**** DATA FOR PROCESSING

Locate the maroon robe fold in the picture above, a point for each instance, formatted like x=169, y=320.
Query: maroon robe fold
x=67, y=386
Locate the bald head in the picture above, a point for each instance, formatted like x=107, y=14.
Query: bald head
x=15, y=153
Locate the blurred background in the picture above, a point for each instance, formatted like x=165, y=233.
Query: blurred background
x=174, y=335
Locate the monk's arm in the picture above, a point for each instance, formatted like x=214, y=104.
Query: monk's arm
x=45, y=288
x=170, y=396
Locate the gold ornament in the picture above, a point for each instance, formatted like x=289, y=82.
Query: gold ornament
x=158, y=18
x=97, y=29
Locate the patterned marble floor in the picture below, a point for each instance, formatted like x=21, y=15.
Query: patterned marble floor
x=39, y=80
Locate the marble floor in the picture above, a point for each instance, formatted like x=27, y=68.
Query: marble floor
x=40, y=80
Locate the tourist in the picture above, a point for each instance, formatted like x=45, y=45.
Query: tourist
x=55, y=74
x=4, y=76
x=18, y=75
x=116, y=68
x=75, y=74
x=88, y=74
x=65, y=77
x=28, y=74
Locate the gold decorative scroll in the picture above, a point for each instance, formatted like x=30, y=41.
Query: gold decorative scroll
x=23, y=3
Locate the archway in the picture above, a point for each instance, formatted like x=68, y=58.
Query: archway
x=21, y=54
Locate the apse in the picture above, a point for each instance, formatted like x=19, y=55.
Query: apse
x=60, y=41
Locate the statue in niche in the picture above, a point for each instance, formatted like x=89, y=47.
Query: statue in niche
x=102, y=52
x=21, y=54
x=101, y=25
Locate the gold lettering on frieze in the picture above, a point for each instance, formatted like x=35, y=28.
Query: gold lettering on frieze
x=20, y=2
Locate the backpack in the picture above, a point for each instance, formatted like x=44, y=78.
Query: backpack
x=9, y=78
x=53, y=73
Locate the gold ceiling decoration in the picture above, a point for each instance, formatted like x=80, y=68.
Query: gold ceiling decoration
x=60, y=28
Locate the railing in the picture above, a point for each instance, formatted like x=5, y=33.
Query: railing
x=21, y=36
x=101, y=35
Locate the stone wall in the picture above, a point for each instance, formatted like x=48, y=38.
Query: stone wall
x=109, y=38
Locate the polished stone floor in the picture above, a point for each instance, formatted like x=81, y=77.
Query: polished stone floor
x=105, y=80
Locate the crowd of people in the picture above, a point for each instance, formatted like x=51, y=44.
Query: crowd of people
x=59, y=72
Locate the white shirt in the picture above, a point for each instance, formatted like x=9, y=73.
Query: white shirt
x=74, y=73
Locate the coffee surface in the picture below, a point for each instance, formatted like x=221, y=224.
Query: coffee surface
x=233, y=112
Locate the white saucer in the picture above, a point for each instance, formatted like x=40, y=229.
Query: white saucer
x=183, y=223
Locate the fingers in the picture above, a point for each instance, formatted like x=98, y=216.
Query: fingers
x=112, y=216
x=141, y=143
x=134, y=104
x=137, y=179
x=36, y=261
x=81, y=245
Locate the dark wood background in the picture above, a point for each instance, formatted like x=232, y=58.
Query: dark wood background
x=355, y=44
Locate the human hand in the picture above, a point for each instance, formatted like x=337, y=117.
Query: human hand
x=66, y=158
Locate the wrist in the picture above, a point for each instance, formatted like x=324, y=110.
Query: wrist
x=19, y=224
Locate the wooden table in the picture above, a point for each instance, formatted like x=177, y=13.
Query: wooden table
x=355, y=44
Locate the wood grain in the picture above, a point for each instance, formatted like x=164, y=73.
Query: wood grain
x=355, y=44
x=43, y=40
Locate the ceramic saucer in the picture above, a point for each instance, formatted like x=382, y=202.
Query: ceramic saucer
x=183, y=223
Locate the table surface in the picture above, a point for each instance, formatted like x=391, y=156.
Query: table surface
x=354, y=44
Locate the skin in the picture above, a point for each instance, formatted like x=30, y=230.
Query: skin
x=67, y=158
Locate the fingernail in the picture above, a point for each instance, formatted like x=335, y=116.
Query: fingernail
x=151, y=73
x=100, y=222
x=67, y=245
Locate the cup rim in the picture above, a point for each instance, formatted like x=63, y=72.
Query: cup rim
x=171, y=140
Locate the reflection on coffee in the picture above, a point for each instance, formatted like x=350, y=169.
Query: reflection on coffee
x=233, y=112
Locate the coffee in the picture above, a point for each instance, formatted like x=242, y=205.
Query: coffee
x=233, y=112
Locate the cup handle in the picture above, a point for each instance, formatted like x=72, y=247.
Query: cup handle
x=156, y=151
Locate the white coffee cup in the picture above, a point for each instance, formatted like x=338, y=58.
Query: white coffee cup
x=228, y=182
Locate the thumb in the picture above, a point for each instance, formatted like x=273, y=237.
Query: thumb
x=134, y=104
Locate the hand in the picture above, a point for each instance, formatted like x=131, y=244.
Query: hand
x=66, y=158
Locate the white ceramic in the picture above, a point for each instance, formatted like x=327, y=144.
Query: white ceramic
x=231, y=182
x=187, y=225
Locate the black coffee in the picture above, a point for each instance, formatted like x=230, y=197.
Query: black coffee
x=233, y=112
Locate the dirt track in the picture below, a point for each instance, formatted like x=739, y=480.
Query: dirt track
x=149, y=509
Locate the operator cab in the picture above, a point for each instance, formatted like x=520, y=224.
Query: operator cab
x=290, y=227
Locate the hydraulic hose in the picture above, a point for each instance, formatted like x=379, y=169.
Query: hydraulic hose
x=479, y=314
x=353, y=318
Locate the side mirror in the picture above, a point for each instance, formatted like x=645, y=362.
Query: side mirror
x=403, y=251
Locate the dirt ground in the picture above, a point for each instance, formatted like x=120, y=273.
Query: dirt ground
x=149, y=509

********

→ **TASK TO COMPLETE**: Rewrite all of the material above as a numbered list, leaving out any blank lines.

→ **ANSWER FOR THE TASK**:
1. Locate the maroon robe fold in the picture above, a point for each instance, formatted like x=169, y=320.
2. Query: maroon robe fold
3. x=67, y=386
4. Locate the bald head in the picture above, a point for each instance, formatted like x=107, y=14.
5. Query: bald head
6. x=15, y=153
7. Locate the blurred background in the picture above, a point for each instance, formatted like x=165, y=233.
8. Query: blurred background
9. x=174, y=335
10. Locate the monk's arm in the picture above, a point for each instance, formatted like x=214, y=104.
11. Query: monk's arm
12. x=45, y=288
13. x=170, y=396
14. Locate the gold ornament in the picture above, a point for each instance, formatted like x=289, y=82.
15. Query: gold ornament
16. x=158, y=18
17. x=97, y=29
18. Locate the patterned marble floor in the picture below, a point for each instance, formatted like x=21, y=15.
19. Query: patterned marble floor
20. x=39, y=80
21. Locate the marble floor in the picture above, a point for each instance, formatted like x=27, y=68.
22. Query: marble floor
23. x=40, y=80
24. Locate the tourist in the picture above, a point for each instance, formatted like x=45, y=45.
25. Query: tourist
26. x=55, y=74
27. x=4, y=76
28. x=18, y=75
29. x=116, y=68
30. x=75, y=74
31. x=88, y=74
32. x=65, y=77
33. x=28, y=74
34. Locate the gold decorative scroll in the picture above, a point for each instance, formatted like x=30, y=41.
35. Query: gold decorative scroll
36. x=23, y=3
37. Locate the archway in the picture above, a point for each instance, formatted like x=68, y=58.
38. Query: archway
39. x=21, y=54
40. Locate the apse in the picture above, a point for each instance, formatted like x=19, y=55.
41. Query: apse
42. x=60, y=41
43. Locate the statue in niche in the picture above, a point for each instance, formatted like x=89, y=47.
44. Query: statue in niche
45. x=102, y=52
46. x=21, y=54
47. x=101, y=25
48. Locate the gold lettering on frieze in the picture above, a point for each instance, formatted like x=35, y=28.
49. Query: gold lettering on frieze
50. x=20, y=2
51. Locate the backpack in the picture above, a point for each instance, formatted like x=44, y=78.
52. Query: backpack
53. x=9, y=78
54. x=53, y=73
55. Locate the gold ceiling decoration in the picture above, a point for each instance, formatted like x=80, y=68.
56. Query: gold ceiling decoration
57. x=60, y=28
58. Locate the railing in the picture above, a point for each instance, formatted like x=5, y=33.
59. Query: railing
60. x=21, y=36
61. x=101, y=35
62. Locate the stone wall in the picture above, a point for each instance, formatted like x=48, y=38.
63. Query: stone wall
64. x=109, y=38
65. Locate the polished stone floor in the picture above, a point for each instance, formatted like x=81, y=77.
66. Query: polished stone floor
67. x=105, y=80
68. Locate the crowd of people in the picture above, a point for each instance, formatted like x=51, y=44.
69. Query: crowd of people
70. x=59, y=72
71. Locate the white shirt in the picture above, a point for each instance, formatted like x=9, y=73.
72. Query: white shirt
73. x=74, y=73
74. Locate the coffee surface in the picture below, a point for each instance, formatted like x=221, y=224.
75. Query: coffee surface
76. x=233, y=112
77. Locate the white saucer in the picture above, a point for each instance, formatted like x=40, y=229.
78. Query: white saucer
79. x=183, y=223
80. Locate the fingers in the picture above, a point for each instance, formatted like x=98, y=216.
81. Query: fingers
82. x=112, y=216
83. x=141, y=143
84. x=134, y=104
85. x=137, y=179
86. x=36, y=261
87. x=81, y=245
88. Locate the dark wood background in the picture above, a point for each instance, formatted like x=232, y=58.
89. Query: dark wood background
90. x=355, y=44
91. Locate the human hand in the picture above, a point for each instance, formatted like x=337, y=117.
92. Query: human hand
93. x=66, y=158
94. Locate the wrist in the picture above, a point for each instance, formatted like x=324, y=110.
95. Query: wrist
96. x=19, y=224
97. Locate the wooden table in the picture above, a point for each instance, formatted like x=177, y=13.
98. Query: wooden table
99. x=355, y=44
100. Locate the wood grain in the picture above, a point for each instance, formatted like x=164, y=73.
101. Query: wood grain
102. x=355, y=44
103. x=43, y=40
104. Locate the ceramic saucer in the picture above, a point for each instance, formatted like x=382, y=202.
105. Query: ceramic saucer
106. x=183, y=223
107. Locate the table surface in the picture above, a point for each instance, formatted like x=391, y=156.
108. Query: table surface
109. x=354, y=44
110. Locate the skin in the picture above, a point for each instance, formatted like x=30, y=230.
111. Query: skin
112. x=67, y=158
113. Locate the fingernail in the picture above, a point for each instance, formatted like x=335, y=116.
114. Query: fingernail
115. x=151, y=73
116. x=100, y=222
117. x=67, y=245
118. Locate the cup rim in the picture above, a point for each instance, formatted like x=63, y=72.
119. Query: cup rim
120. x=171, y=140
121. Locate the reflection on coffee in the picture above, a point for each instance, formatted like x=350, y=169.
122. Query: reflection on coffee
123. x=233, y=112
124. Locate the coffee in the picture above, a point for each instance, formatted like x=242, y=205.
125. Query: coffee
126. x=233, y=112
127. Locate the cup handle in the picture above, a point for each instance, formatted like x=72, y=247.
128. Query: cup handle
129. x=156, y=151
130. Locate the white coffee cup in the picture above, a point for each instance, formatted like x=338, y=58.
131. Query: white coffee cup
132. x=228, y=182
133. Locate the thumb in the picture above, a point for each instance, formatted like x=273, y=237.
134. Query: thumb
135. x=134, y=104
136. Locate the hand in the picture above, a point for each instance, formatted like x=131, y=244.
137. Query: hand
138. x=66, y=158
139. Locate the white ceramic in the picture above, a point for each instance, formatted like x=327, y=144.
140. Query: white ceramic
141. x=231, y=182
142. x=187, y=225
143. Locate the black coffee in the picture above, a point for each instance, formatted like x=230, y=197.
144. Query: black coffee
145. x=233, y=112
146. Locate the dirt track in the picture below, a point for each instance, formatted like x=739, y=480.
147. Query: dirt track
148. x=149, y=509
149. Locate the operator cab in the picture above, a point for each instance, formatted like x=520, y=224.
150. Query: operator cab
151. x=290, y=227
152. Locate the hydraulic hose in the picture above, a point for each instance, formatted like x=379, y=169.
153. Query: hydraulic hose
154. x=479, y=314
155. x=353, y=318
156. Locate the side mirror in the picture above, a point for each instance, formatted like x=645, y=362.
157. Query: side mirror
158. x=403, y=251
159. Locate the dirt ground in the picture above, a point for each instance, formatted like x=120, y=273.
160. Query: dirt ground
161. x=149, y=509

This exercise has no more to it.